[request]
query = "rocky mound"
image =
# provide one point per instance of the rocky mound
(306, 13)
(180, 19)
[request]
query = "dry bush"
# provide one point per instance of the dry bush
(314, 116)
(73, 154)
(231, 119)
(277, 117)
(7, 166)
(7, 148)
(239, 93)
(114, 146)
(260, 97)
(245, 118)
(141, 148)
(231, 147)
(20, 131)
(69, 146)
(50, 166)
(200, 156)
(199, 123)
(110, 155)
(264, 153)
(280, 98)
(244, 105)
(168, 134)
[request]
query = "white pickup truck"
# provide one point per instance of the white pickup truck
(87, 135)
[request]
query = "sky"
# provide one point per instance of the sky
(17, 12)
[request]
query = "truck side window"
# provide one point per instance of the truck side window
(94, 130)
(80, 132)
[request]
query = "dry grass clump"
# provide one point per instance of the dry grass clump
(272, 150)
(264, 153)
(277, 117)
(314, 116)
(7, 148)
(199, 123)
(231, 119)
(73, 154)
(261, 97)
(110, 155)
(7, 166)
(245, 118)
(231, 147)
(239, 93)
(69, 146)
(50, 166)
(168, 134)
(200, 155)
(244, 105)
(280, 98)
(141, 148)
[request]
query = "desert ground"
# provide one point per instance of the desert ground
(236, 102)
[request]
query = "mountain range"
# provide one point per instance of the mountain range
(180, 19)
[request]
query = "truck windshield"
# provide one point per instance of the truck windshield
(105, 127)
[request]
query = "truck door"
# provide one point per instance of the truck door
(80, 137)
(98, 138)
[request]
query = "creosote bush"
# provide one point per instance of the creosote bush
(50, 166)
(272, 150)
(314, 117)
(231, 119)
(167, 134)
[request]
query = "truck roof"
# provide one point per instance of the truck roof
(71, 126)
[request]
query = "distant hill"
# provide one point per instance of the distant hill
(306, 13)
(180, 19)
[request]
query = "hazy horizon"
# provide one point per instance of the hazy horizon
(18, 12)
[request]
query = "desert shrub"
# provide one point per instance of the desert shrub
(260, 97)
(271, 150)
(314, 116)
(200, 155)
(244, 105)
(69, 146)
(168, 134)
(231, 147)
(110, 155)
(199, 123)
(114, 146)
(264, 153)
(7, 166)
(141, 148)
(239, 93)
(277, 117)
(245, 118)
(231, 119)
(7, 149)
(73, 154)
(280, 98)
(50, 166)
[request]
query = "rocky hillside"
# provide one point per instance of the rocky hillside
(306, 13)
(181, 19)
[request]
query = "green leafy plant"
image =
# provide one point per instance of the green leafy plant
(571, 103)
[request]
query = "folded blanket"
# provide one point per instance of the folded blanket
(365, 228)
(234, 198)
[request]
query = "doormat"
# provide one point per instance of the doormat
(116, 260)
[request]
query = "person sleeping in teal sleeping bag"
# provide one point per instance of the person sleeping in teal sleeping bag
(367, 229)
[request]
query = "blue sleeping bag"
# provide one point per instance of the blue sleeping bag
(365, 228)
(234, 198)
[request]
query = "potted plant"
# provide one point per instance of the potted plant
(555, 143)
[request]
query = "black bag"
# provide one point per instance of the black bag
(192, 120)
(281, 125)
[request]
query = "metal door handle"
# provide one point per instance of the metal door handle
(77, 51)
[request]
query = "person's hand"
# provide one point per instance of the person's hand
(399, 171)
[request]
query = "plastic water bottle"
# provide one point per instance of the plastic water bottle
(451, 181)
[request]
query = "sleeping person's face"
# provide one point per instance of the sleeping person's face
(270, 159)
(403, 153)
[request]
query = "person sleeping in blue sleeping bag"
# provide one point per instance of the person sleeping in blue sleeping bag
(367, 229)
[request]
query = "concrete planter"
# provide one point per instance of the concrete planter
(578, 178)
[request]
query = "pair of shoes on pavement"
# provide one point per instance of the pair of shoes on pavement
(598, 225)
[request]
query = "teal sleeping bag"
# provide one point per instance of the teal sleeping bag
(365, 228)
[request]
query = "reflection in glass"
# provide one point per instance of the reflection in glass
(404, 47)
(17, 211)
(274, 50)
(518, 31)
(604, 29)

*Task brief*:
Send back each record exactly as it stands.

*Solved exercise*:
[request]
query = "rocky mound"
image =
# provide one point per instance of the rocky mound
(306, 13)
(180, 19)
[request]
query = "dry bush"
# provide one point per instance of the dry bush
(314, 116)
(73, 154)
(231, 119)
(277, 117)
(7, 166)
(7, 148)
(239, 93)
(114, 146)
(260, 97)
(245, 118)
(141, 148)
(231, 147)
(20, 131)
(69, 146)
(50, 166)
(200, 156)
(199, 123)
(110, 155)
(264, 153)
(280, 98)
(244, 105)
(168, 134)
[request]
query = "white pickup truck"
# provide one point per instance of the white pickup truck
(87, 135)
[request]
query = "sky"
# provide one point per instance of the sky
(17, 12)
[request]
query = "truck side window"
# provide one point per instance of the truck side window
(94, 130)
(80, 132)
[request]
query = "dry grass clump"
# provide one point per instance of the dry grass clump
(272, 150)
(264, 153)
(277, 117)
(314, 116)
(7, 148)
(199, 123)
(231, 119)
(73, 154)
(261, 97)
(110, 155)
(7, 166)
(245, 118)
(231, 147)
(239, 93)
(69, 146)
(50, 166)
(168, 134)
(200, 155)
(244, 105)
(280, 98)
(141, 148)
[request]
query = "desert ground"
# provide one point per instance of the desert ground
(236, 102)
[request]
query = "mountain range"
# provide one point per instance of the mountain range
(180, 19)
[request]
query = "truck windshield"
# provide one point per instance of the truck windshield
(105, 127)
[request]
query = "truck door"
# provide one point per instance of the truck door
(80, 137)
(98, 138)
[request]
query = "creosote bush"
# provide one point per instance of the creosote bush
(50, 166)
(272, 150)
(314, 117)
(231, 119)
(167, 134)
[request]
query = "truck roof"
# provide one point per instance of the truck roof
(71, 126)
[request]
query = "distant hill"
# provide one point per instance of the distant hill
(306, 13)
(180, 19)
[request]
query = "hazy horizon"
# provide one point per instance of the hazy horizon
(18, 12)
[request]
query = "desert shrub"
# provide one point per instance of the desert shrub
(260, 97)
(271, 150)
(314, 116)
(200, 155)
(244, 105)
(69, 146)
(168, 134)
(231, 147)
(110, 155)
(199, 123)
(114, 146)
(264, 153)
(7, 166)
(141, 148)
(239, 93)
(277, 117)
(245, 118)
(231, 119)
(7, 149)
(73, 154)
(280, 98)
(50, 166)
[request]
query = "rocky hillside"
# provide one point per instance of the rocky hillside
(306, 13)
(181, 19)
[request]
query = "green leafy plant"
image =
# provide one point per instance of the green leafy plant
(571, 103)
[request]
query = "folded blanket"
# provide one point per instance of the folded blanket
(365, 228)
(234, 198)
[request]
query = "doormat"
# provide one point per instance of the doormat
(116, 260)
[request]
query = "person sleeping in teal sleeping bag"
# provide one point per instance of the person sleeping in teal sleeping bag
(367, 229)
[request]
query = "blue sleeping bag"
# provide one point per instance of the blue sleeping bag
(365, 228)
(234, 198)
[request]
query = "potted plant"
# provide one point per instance of the potted plant
(555, 143)
[request]
query = "black bag"
# provide one point per instance of the black bag
(192, 120)
(281, 125)
[request]
query = "metal door handle"
# provide one point per instance of the metal door handle
(77, 51)
[request]
query = "person's hand"
# provide one point per instance of the person's hand
(399, 171)
[request]
query = "plastic water bottle"
# provide one point per instance of the plastic water bottle
(451, 181)
[request]
query = "sleeping person's face"
# provide one point per instance of the sleeping person's face
(270, 159)
(403, 153)
[request]
query = "person sleeping in blue sleeping bag"
# provide one point per instance of the person sleeping in blue sleeping bag
(367, 229)
[request]
query = "concrete planter"
# provide one point per instance of the concrete planter
(578, 178)
[request]
query = "pair of shoes on pavement"
# provide one point per instance of the pair of shoes on pavement
(598, 225)
[request]
query = "teal sleeping bag"
# provide one point per instance of the teal sleeping bag
(365, 228)
[request]
query = "reflection in glass"
# provide one point per instance of the reflection in glass
(404, 47)
(17, 211)
(274, 50)
(518, 31)
(604, 29)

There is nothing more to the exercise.